_PROBLEM DETAILS_
From the line that includes "For every instance of the window" to the last line of the records, inclusive, repeat each line exactly.

_Saved entries_
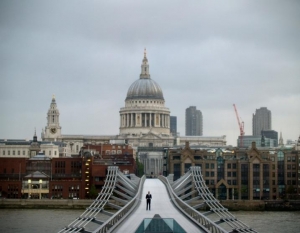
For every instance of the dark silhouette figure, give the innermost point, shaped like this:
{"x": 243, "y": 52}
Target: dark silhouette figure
{"x": 148, "y": 198}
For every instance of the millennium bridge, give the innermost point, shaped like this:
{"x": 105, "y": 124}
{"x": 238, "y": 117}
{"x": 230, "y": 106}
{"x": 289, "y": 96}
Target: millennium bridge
{"x": 184, "y": 205}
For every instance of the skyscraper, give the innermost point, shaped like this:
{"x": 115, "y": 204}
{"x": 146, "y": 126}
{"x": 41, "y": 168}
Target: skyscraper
{"x": 173, "y": 125}
{"x": 262, "y": 120}
{"x": 193, "y": 122}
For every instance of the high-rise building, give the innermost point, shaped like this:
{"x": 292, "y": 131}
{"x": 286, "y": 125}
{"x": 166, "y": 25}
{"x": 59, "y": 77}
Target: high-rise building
{"x": 193, "y": 122}
{"x": 173, "y": 125}
{"x": 262, "y": 120}
{"x": 272, "y": 134}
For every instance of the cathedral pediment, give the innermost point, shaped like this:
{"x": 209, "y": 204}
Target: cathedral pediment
{"x": 150, "y": 135}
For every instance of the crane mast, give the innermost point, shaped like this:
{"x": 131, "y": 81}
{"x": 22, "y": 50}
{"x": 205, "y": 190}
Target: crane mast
{"x": 241, "y": 126}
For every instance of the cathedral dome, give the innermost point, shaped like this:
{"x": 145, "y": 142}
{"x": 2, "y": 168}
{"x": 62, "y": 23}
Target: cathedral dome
{"x": 145, "y": 87}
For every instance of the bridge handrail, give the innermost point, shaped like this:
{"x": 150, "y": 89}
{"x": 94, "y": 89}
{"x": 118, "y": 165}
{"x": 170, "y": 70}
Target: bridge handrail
{"x": 196, "y": 217}
{"x": 214, "y": 204}
{"x": 113, "y": 222}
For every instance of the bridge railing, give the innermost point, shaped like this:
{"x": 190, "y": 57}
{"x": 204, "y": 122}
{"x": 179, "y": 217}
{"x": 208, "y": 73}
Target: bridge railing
{"x": 112, "y": 223}
{"x": 201, "y": 221}
{"x": 120, "y": 193}
{"x": 190, "y": 193}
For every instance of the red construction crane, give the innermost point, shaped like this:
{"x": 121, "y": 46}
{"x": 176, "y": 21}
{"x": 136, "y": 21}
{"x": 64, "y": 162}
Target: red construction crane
{"x": 241, "y": 126}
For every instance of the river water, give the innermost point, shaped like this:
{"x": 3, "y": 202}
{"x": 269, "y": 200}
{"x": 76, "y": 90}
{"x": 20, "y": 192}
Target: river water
{"x": 40, "y": 220}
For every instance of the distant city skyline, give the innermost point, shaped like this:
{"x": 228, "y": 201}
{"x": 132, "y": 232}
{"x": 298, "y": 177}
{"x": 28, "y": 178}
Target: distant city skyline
{"x": 193, "y": 122}
{"x": 213, "y": 56}
{"x": 261, "y": 120}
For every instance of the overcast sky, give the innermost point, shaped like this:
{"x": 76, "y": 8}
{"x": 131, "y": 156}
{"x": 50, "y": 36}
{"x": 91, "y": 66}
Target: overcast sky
{"x": 208, "y": 54}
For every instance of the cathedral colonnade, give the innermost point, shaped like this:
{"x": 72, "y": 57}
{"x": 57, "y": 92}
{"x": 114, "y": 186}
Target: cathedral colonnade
{"x": 147, "y": 119}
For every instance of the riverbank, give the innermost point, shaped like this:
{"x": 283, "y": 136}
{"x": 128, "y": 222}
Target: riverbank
{"x": 44, "y": 203}
{"x": 232, "y": 205}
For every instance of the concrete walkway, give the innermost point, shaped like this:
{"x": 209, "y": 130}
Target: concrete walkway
{"x": 160, "y": 204}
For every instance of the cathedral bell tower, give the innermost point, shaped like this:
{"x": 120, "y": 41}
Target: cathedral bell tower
{"x": 52, "y": 130}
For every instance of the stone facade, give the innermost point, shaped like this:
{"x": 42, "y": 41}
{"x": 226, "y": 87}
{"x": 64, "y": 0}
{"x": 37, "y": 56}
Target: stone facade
{"x": 251, "y": 174}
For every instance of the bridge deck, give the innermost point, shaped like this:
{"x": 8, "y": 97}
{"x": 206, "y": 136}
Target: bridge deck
{"x": 160, "y": 204}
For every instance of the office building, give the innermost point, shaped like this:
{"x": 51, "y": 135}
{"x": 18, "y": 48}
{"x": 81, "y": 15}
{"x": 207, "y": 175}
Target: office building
{"x": 193, "y": 122}
{"x": 261, "y": 120}
{"x": 272, "y": 134}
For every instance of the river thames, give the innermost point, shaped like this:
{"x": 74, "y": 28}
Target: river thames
{"x": 40, "y": 220}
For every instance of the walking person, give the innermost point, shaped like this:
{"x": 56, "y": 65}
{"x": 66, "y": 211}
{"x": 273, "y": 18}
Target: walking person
{"x": 148, "y": 198}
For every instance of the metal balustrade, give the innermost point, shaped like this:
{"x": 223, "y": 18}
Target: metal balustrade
{"x": 119, "y": 193}
{"x": 190, "y": 194}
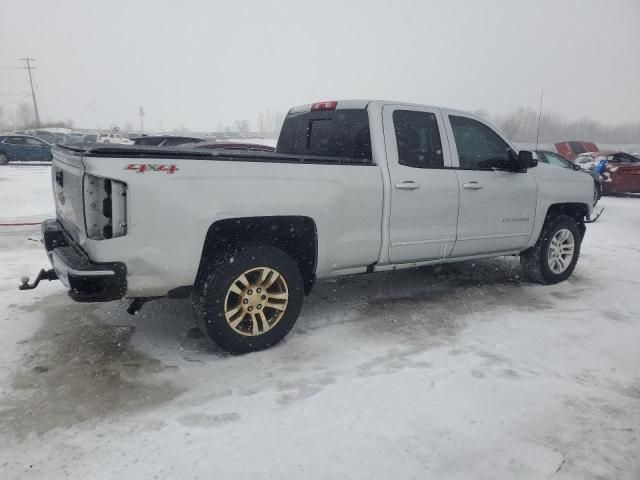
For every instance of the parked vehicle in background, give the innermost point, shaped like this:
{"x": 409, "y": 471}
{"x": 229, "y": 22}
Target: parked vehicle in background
{"x": 555, "y": 159}
{"x": 23, "y": 148}
{"x": 621, "y": 174}
{"x": 165, "y": 140}
{"x": 90, "y": 138}
{"x": 50, "y": 137}
{"x": 588, "y": 160}
{"x": 111, "y": 138}
{"x": 354, "y": 186}
{"x": 572, "y": 149}
{"x": 74, "y": 138}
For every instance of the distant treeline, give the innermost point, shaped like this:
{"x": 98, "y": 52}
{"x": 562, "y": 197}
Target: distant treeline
{"x": 521, "y": 125}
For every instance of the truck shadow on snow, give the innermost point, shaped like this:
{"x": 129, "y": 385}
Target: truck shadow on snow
{"x": 83, "y": 364}
{"x": 79, "y": 369}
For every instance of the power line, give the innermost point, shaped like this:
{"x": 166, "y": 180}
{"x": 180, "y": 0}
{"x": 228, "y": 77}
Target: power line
{"x": 33, "y": 93}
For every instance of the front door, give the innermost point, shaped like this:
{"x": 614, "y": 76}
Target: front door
{"x": 497, "y": 204}
{"x": 424, "y": 189}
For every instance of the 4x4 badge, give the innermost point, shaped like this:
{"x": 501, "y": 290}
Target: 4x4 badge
{"x": 151, "y": 167}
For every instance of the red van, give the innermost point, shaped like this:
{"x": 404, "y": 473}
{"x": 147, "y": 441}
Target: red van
{"x": 571, "y": 150}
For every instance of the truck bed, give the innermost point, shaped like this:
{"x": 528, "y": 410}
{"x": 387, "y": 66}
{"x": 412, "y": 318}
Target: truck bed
{"x": 140, "y": 151}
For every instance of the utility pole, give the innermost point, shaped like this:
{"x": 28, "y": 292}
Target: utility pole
{"x": 33, "y": 93}
{"x": 141, "y": 113}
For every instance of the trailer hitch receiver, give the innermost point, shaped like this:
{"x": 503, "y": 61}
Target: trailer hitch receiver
{"x": 43, "y": 275}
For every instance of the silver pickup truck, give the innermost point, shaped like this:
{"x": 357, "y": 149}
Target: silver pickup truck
{"x": 353, "y": 187}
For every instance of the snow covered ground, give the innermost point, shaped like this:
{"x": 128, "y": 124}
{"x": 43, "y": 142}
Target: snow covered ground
{"x": 457, "y": 372}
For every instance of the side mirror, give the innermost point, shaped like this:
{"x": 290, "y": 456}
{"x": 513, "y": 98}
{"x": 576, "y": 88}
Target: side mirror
{"x": 526, "y": 160}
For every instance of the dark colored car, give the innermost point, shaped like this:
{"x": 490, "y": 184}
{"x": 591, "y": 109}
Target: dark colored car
{"x": 164, "y": 140}
{"x": 621, "y": 173}
{"x": 50, "y": 137}
{"x": 23, "y": 148}
{"x": 553, "y": 158}
{"x": 90, "y": 138}
{"x": 572, "y": 149}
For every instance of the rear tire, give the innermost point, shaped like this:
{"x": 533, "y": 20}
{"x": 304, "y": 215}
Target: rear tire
{"x": 249, "y": 298}
{"x": 554, "y": 256}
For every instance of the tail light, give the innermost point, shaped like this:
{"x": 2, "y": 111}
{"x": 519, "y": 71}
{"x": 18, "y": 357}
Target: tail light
{"x": 105, "y": 207}
{"x": 324, "y": 106}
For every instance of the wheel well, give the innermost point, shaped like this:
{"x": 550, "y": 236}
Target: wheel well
{"x": 577, "y": 211}
{"x": 295, "y": 235}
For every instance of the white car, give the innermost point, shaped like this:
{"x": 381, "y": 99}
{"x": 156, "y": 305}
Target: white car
{"x": 111, "y": 138}
{"x": 354, "y": 187}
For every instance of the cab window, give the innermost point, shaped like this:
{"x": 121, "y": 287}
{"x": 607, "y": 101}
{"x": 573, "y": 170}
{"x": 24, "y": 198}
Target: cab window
{"x": 479, "y": 147}
{"x": 418, "y": 139}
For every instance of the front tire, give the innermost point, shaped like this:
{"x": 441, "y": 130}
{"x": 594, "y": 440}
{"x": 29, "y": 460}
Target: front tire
{"x": 554, "y": 256}
{"x": 249, "y": 298}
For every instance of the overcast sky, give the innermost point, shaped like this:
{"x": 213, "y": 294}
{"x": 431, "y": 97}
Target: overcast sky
{"x": 198, "y": 64}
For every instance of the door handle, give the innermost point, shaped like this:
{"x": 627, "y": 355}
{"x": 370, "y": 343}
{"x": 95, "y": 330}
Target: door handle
{"x": 408, "y": 185}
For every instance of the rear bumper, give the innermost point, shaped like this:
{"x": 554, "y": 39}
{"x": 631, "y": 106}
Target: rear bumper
{"x": 87, "y": 281}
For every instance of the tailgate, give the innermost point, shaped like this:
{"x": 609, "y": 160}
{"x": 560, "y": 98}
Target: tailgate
{"x": 67, "y": 173}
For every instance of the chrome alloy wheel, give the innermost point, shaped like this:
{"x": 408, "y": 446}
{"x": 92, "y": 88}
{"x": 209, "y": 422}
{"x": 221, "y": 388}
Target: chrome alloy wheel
{"x": 560, "y": 253}
{"x": 256, "y": 301}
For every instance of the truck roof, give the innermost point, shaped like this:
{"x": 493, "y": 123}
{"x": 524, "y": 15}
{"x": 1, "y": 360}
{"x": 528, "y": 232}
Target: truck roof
{"x": 363, "y": 104}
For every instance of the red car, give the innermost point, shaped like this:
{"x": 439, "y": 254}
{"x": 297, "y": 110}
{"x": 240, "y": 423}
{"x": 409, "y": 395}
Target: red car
{"x": 571, "y": 150}
{"x": 621, "y": 173}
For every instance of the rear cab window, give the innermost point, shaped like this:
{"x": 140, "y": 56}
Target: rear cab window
{"x": 341, "y": 133}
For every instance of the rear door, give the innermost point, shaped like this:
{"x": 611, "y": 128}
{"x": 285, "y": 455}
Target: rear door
{"x": 497, "y": 205}
{"x": 424, "y": 187}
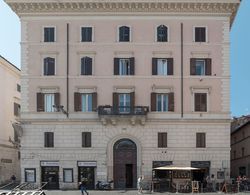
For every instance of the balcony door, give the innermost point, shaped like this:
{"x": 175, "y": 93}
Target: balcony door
{"x": 125, "y": 164}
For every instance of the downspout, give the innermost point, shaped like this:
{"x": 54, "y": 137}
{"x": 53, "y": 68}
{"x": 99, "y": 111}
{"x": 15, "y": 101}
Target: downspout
{"x": 181, "y": 70}
{"x": 67, "y": 72}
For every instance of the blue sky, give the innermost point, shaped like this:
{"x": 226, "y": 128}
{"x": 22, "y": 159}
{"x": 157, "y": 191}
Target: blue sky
{"x": 240, "y": 51}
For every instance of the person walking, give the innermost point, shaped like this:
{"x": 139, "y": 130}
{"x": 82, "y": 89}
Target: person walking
{"x": 139, "y": 184}
{"x": 83, "y": 186}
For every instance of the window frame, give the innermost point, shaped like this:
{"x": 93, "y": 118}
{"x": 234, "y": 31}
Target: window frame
{"x": 25, "y": 175}
{"x": 162, "y": 145}
{"x": 72, "y": 175}
{"x": 45, "y": 103}
{"x": 162, "y": 101}
{"x": 206, "y": 31}
{"x": 202, "y": 145}
{"x": 43, "y": 58}
{"x": 87, "y": 146}
{"x": 92, "y": 35}
{"x": 87, "y": 95}
{"x": 118, "y": 34}
{"x": 48, "y": 144}
{"x": 156, "y": 34}
{"x": 43, "y": 34}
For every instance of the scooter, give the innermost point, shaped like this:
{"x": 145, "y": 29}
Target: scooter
{"x": 104, "y": 185}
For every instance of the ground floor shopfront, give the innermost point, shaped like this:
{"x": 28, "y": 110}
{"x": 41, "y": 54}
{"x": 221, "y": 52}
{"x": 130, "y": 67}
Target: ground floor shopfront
{"x": 121, "y": 153}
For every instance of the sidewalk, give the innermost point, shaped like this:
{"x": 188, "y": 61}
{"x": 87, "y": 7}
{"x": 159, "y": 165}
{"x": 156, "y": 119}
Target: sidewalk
{"x": 121, "y": 192}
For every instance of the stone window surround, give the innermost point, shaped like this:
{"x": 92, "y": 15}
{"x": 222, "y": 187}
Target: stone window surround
{"x": 156, "y": 35}
{"x": 42, "y": 37}
{"x": 194, "y": 90}
{"x": 200, "y": 26}
{"x": 93, "y": 34}
{"x": 44, "y": 55}
{"x": 82, "y": 54}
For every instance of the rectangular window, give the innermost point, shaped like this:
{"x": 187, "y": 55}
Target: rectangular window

_ANSWER TO THE EXERCISE_
For every instance of the window frame, give the innermost point, shaped like this:
{"x": 93, "y": 118}
{"x": 234, "y": 31}
Target: window frame
{"x": 25, "y": 175}
{"x": 162, "y": 145}
{"x": 72, "y": 175}
{"x": 45, "y": 103}
{"x": 162, "y": 101}
{"x": 206, "y": 31}
{"x": 202, "y": 145}
{"x": 43, "y": 58}
{"x": 87, "y": 146}
{"x": 92, "y": 35}
{"x": 87, "y": 95}
{"x": 118, "y": 34}
{"x": 48, "y": 144}
{"x": 156, "y": 34}
{"x": 43, "y": 34}
For every instance of the scooter, give the innermost point, shaped like this:
{"x": 145, "y": 29}
Target: scooter
{"x": 104, "y": 185}
For every instance of the ground floor shopfront, give the innermost point, shaped like this:
{"x": 28, "y": 110}
{"x": 41, "y": 54}
{"x": 221, "y": 52}
{"x": 130, "y": 67}
Target: ground floor shopfront
{"x": 121, "y": 153}
For every instance of the sidewalk, give the innermost point, shaped like this:
{"x": 188, "y": 61}
{"x": 87, "y": 7}
{"x": 159, "y": 165}
{"x": 156, "y": 119}
Target: sidewalk
{"x": 121, "y": 192}
For every instance of the stone window surround, give the innermost point, shaped like this:
{"x": 92, "y": 15}
{"x": 222, "y": 187}
Target: stone window surround
{"x": 156, "y": 35}
{"x": 42, "y": 37}
{"x": 194, "y": 90}
{"x": 200, "y": 26}
{"x": 93, "y": 34}
{"x": 44, "y": 55}
{"x": 82, "y": 54}
For every instance of the rectangular window, give the innermost point, shaped like this:
{"x": 187, "y": 55}
Target: rectangular window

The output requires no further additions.